### Description of the task
Rewrite the lines in the entries below as a JSON list of strings, one string per line, with blank lines omitted. Begin at the line that has "Could you kindly segment every instance of the window" and stop after the line that has "251 235 L 253".
:: Supplied records
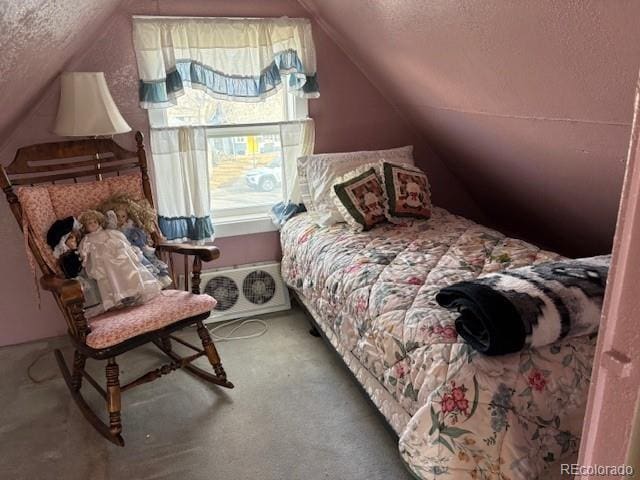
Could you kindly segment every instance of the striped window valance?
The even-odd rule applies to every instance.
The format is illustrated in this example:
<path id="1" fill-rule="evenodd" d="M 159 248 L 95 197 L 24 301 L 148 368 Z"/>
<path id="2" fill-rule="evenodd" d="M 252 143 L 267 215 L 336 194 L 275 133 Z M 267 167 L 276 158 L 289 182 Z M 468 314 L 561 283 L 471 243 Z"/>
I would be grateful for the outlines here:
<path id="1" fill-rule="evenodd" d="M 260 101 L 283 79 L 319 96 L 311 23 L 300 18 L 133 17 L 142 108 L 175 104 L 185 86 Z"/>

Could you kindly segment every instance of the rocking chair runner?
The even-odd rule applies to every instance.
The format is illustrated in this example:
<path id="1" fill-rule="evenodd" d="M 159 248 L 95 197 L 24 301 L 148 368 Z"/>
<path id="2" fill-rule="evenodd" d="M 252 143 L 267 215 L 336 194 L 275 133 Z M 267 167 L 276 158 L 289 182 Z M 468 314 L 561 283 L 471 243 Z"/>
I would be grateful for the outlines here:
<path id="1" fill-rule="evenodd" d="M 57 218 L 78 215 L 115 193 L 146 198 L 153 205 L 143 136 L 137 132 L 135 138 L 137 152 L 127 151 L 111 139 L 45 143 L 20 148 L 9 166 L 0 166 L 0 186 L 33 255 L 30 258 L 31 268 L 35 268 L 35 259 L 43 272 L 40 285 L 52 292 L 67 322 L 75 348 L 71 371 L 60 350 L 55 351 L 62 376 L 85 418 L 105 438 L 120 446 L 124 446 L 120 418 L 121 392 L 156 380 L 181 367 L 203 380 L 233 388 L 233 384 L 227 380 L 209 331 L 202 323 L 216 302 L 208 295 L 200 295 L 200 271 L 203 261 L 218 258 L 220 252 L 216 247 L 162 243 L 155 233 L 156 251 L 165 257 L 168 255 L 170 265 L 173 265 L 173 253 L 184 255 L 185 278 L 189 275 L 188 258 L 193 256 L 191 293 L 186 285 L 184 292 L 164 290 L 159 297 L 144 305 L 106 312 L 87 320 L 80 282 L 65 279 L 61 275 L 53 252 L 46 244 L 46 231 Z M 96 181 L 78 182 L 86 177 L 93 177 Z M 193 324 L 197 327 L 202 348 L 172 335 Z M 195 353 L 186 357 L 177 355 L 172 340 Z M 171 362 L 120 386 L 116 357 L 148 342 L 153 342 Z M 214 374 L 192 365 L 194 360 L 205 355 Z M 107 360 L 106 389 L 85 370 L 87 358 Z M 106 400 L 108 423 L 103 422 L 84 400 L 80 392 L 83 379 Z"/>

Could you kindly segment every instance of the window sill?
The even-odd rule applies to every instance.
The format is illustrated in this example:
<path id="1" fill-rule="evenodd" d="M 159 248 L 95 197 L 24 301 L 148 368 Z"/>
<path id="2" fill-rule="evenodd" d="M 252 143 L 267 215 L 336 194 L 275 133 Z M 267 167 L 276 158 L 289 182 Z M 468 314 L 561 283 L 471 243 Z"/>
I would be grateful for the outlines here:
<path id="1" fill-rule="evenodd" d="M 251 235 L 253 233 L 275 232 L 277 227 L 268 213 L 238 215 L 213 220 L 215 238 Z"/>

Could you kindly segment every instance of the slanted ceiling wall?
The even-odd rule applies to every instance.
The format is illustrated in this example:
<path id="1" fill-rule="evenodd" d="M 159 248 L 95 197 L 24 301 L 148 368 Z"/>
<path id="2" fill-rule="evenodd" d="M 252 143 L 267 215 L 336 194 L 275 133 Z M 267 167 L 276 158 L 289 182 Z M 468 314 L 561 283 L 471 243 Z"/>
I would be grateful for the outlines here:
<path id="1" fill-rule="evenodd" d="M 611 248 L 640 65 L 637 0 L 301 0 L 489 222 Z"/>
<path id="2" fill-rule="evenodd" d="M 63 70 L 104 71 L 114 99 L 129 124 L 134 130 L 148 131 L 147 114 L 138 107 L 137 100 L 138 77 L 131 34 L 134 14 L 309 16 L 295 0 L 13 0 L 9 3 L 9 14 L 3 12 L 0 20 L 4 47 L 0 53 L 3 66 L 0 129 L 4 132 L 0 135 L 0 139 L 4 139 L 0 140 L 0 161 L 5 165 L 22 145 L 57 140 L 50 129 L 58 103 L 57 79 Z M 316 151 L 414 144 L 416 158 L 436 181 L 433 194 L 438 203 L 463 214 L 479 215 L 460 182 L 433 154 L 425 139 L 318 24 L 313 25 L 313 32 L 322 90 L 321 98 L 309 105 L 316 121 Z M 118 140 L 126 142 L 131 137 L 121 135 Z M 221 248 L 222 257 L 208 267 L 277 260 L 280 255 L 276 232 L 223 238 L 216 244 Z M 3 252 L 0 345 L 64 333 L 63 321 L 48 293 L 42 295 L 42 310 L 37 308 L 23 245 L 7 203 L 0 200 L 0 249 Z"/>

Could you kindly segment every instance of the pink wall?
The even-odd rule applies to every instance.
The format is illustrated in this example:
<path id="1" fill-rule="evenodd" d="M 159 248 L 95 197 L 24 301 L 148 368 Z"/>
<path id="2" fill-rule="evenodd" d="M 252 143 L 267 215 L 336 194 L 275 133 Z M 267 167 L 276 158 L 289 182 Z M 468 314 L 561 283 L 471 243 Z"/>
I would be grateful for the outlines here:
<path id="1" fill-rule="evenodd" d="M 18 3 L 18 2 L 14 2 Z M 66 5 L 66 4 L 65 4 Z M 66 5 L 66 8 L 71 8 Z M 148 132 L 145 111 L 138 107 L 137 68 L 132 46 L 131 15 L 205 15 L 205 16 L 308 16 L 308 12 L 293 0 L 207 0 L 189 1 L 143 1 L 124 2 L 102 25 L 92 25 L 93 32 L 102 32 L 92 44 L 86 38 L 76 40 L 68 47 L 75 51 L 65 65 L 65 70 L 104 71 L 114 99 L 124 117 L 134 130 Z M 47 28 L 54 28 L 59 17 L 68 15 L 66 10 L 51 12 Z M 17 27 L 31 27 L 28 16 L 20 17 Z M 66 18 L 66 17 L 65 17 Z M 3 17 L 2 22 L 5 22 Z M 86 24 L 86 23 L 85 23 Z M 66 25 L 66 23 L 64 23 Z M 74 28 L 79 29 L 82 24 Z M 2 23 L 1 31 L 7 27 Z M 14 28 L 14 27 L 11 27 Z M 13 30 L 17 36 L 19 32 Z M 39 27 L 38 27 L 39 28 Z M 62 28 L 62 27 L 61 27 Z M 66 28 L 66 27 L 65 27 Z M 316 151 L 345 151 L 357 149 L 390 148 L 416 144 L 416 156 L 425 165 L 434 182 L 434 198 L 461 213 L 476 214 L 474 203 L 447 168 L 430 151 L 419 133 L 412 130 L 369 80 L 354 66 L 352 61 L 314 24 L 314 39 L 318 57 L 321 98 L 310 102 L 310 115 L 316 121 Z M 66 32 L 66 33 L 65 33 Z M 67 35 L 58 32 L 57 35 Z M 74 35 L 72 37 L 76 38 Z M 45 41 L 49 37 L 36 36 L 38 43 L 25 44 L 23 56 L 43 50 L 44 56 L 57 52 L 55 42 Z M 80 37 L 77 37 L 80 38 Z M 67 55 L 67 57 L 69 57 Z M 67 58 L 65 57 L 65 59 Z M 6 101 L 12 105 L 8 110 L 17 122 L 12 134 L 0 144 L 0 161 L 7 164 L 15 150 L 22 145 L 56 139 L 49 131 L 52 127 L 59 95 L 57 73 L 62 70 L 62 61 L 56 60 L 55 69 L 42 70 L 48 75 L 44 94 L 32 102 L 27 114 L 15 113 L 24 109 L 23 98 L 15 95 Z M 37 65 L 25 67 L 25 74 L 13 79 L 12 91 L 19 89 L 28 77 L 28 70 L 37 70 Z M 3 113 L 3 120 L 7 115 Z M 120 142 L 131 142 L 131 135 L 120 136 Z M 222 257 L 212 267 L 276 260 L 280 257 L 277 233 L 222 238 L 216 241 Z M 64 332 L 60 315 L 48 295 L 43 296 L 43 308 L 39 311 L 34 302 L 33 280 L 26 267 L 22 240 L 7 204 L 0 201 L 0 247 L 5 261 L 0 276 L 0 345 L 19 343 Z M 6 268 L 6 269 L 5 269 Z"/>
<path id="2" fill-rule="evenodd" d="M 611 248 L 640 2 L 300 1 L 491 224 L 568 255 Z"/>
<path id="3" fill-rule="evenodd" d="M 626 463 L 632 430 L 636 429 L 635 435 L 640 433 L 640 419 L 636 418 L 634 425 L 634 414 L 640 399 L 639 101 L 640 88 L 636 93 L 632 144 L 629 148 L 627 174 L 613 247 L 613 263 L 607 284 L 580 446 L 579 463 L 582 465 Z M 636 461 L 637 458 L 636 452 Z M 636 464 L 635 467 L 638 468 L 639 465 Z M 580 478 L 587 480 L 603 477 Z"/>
::::
### Written answer
[
  "Could you kindly segment every instance of the window sill?",
  "The even-odd rule applies to every instance.",
  "The format is illustrated in this example:",
  "<path id=\"1\" fill-rule=\"evenodd\" d=\"M 159 248 L 95 197 L 24 301 L 148 368 Z\"/>",
  "<path id=\"2\" fill-rule=\"evenodd\" d=\"M 252 143 L 267 215 L 336 194 L 275 133 Z M 267 167 L 276 158 L 289 182 Z M 468 314 L 561 283 L 471 243 Z\"/>",
  "I would be grateful for the outlines here:",
  "<path id=\"1\" fill-rule=\"evenodd\" d=\"M 251 235 L 253 233 L 275 232 L 277 227 L 268 213 L 238 215 L 213 220 L 215 238 Z\"/>"
]